#### PASSAGE GIVEN:
★ ★ ★ ★ ★

Ask HN: What is the real Value of Real Estate Agent? - trapped
What is the real value contributed by real estate agents?<p>They get 3% for buying and selling homes and most of the time work is done by Title company and other entities. 
Do realtors really deserve 3% of million dollar homes?<p>I know Redfin is trying to work on reducing this but it doesn&#x27;t look like they are doing something disruptive.<p>Isn&#x27;t real estate market riped for a major disruption? I would like to know what HN community thinks about disrupting real estate agents market (going beyond Zillow, Redfin, Movoto)
======
codegeek
In the US, a buyer's agent is worth it. Here is why:

1\. You, the buyer are not paying anything. Sure the seller needs to come up
with the 3% for your agent and 3% for their own agent which could be expensive
for sellers.

2\. A good agent knows the local market/area well. They can assess your
needs/prefernces and suggest properties that are worth your time. My agent was
awesome and every property he showed us, we loved. He knew what we wanted
exactly. That helps. Otherwise, you are just running around looking at houses
you don't want.

★ ★ ★ ★ ★

#### STORED RECORDS:
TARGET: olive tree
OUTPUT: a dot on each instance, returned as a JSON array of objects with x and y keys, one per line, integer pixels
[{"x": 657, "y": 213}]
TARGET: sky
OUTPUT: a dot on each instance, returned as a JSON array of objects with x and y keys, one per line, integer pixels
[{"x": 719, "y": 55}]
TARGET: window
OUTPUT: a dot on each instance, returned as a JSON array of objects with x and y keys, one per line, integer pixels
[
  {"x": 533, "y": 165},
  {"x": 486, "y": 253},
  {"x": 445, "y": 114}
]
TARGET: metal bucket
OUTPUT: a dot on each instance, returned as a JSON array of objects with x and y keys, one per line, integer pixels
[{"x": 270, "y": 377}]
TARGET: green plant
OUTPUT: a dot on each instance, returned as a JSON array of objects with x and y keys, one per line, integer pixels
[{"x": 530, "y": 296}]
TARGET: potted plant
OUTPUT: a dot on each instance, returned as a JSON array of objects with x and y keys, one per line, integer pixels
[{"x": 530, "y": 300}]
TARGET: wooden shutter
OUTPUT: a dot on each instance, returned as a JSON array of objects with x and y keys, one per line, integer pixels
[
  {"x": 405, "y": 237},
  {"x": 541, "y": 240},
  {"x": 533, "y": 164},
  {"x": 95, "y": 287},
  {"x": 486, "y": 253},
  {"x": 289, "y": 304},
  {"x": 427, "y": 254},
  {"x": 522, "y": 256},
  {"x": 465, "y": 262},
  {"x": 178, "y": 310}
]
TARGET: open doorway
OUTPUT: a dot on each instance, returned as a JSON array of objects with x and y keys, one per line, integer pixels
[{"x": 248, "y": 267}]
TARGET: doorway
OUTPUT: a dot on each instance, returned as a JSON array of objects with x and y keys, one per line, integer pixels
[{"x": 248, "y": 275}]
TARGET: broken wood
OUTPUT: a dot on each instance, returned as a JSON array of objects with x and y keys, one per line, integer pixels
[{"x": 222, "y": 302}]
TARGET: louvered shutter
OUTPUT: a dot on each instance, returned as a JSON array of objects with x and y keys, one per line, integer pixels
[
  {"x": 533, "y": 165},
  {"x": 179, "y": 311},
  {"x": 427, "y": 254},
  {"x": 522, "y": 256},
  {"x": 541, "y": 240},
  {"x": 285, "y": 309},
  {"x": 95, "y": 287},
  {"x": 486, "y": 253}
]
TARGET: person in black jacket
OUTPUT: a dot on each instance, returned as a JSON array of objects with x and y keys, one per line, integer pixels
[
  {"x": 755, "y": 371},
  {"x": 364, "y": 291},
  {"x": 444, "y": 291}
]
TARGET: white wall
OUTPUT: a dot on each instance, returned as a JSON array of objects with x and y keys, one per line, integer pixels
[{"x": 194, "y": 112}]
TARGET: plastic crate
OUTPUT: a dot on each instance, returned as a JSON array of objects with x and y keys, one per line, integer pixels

★ ★ ★ ★ ★

#### BRIEF 1:
Repeat, word for word, the stretch of the real estate agent thread from "Ask HN: What" through "and other entities.".
#### BRIEF 2:
Carry on the real estate agent thread from the last sentence shown.

#### REPLY 1:
Ask HN: What is the real Value of Real Estate Agent? - trapped
What is the real value contributed by real estate agents?<p>They get 3% for buying and selling homes and most of the time work is done by Title company and other entities.

#### REPLY 2:
3\. A good agent can take care of logistics of viewing a home. They have
access to homes, lockboxes etc and most will even drive you around in their
own car (saving you time and hassle of driving yourself). Again, this may not
mean much when you see 1 or 2 homes but when you start seeing 4-5 homes a
week, it adds up quickly.

4\. A good agent is well connected with other professionals in the home
buying/selling process. They can recommend that home inspector you really
need, or the title agent or even a mortgage lender. If you don't have an
agent, you need to find all these people on your own and you will HAVE to when
you close a deal.

5\. Finally, when you actually select and ready to close,l there are tons of
paperwork that need to be prepared and signed. You may use a a lawyer but a
good agent can even get that sorted for you. My agent was so good that he
literally got everything ready for us and I just had to show up at his office
to sign like 100 pages of documents.

So yes, they can be worth it if they are good. Otherwise, they are just
middlemen. You need to find the good ones.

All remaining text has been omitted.